++++ SELECTED TEXT
DATANG INTERNATIONAL POWER GENERATION CO., LTD.
(a sino-foreign joint stock limited company incorporated in the People's Republic of China)
(Stock Code: 00991)
NOTICE OF 2012 ANNUAL GENERAL MEETING
NOTICE IS HEREBY GIVEN that the 2012 annual general meeting (the "AGM") of Datang International Power Generation
Co., Ltd. (the "Company" or "Datang International") will be held at the meeting room of 5/F, InterContinental
Hotel, No. 11 Financial Street, Xicheng District, Beijing, the People's Republic of China (the "PRC") on
26 June 2013 (Wednesday) at 9:00 a.m. to consider and, if thought fit, pass the following resolutions:
ORDINARY RESOLUTIONS
1. to consider and approve the "Report of the Board of Directors (the "Board") for the Year 2012"
(including Independent Directors' Report on Work);
2. to consider and approve the "Report of the Supervisory Committee for the Year 2012";
3. to consider and approve the "Proposal of Final Accounts for the Year 2012";
4. to consider and approve the "Profit Distribution Proposal for the Year 2012" (Note 1);
5. to consider and approve the "Resolution on the Re-appointment of RSM China Certified Public
Accountants Co., Ltd." (Note 2);
6. to consider and approve the "Resolution on the Provision of Guarantees for Certain Subsidiaries of the
Company" (Note 3);
7. to consider and approve the "Resolution on the Entering of Leasing Business Cooperation
Agreement with Datang Lease Company" (Note 4);
SPECIAL RESOLUTION
8. to consider and approve the "Proposal on Proposing to the Shareholders' General Meeting to Grant a Mandate
to the Board to Determine the Issuance of New Shares of Not More Than 20% of Each Class of Shares" (Note 5).
CLOSURE OF THE REGISTER OF MEMBERS OF THE COMPANY
Holders of H shares of the Company ("Holders of H shares") should note that, pursuant to the articles of
association of the Company (the "Articles"), the register of members of the Company will be closed from
28 May 2013 (Tuesday) to 26 June 2013 (Wednesday) (both dates inclusive), during which period no transfer of any
H shares of the Company will be registered. Holders of H shares whose names appear on the register of members of
the Company on 28 May 2013 (Tuesday) are entitled to attend and vote at the AGM. In order to be entitled to the
attendance of the AGM, Holders of H shares are required to deposit the transfer document together with the relevant
share certificates at the H share registrar of the Company, Computershare Hong Kong Investor Services Limited, at
Rooms 1712-1716, 17th Floor, Hopewell Centre, 183 Queen's Road East, Wanchai, Hong Kong at or before 4:30 p.m.
on 27 May 2013 (Monday).
++++++++
| DIRECTION 1 |
In the annual general meeting notice, on what date and at what time will the meeting be held?
| DIRECTION 2 |
Continue the annual general meeting notice from its last sentence.
++++ DATA PROVIDED
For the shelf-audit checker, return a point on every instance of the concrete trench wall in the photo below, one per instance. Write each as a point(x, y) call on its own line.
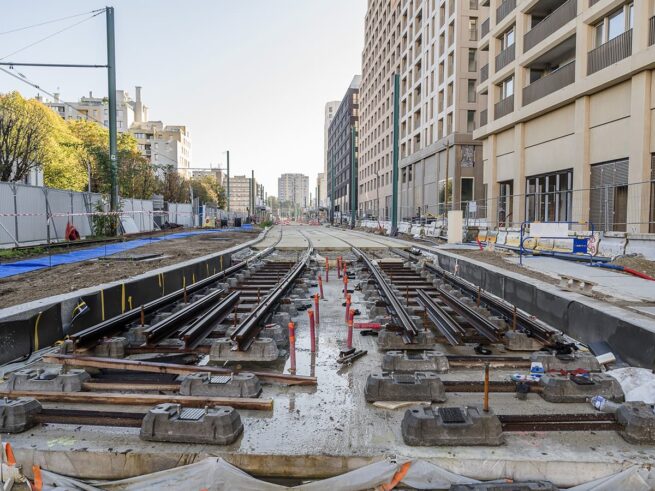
point(631, 336)
point(30, 327)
++++++++
| EXPECTED ANSWER 1 |
26 June 2013 (Wednesday) at 9:00 a.m.

| EXPECTED ANSWER 2 |
If the above ordinary resolution numbered (4) regarding "Profit Distribution Proposal for the Year 2012" is
approved by shareholders at the AGM and in order to confirm shareholders' entitlement to the final dividend, the
register of members of the Company will be closed from 5 July 2013 (Friday) to 11 July 2013 (Thursday) (both dates
inclusive) and no transfer of any H shares of the Company will be registered. Holders of H shares whose names
appear on the register of members of the Company on 11 July 2013 (Thursday) are entitled to the distribution of
final dividend for the year 2012. To ensure the eligibility of receiving the final dividend, Holders of H shares
are required to deposit the transfer document together with the relevant share certificates at the H share
registrar of the Company, Computershare Hong Kong Investor Services Limited, at Rooms 1712-1716, 17th Floor,
Hopewell Centre, 183 Queen's Road East, Wanchai, Hong Kong at or before 4:30 p.m. on 4 July 2013 (Thursday).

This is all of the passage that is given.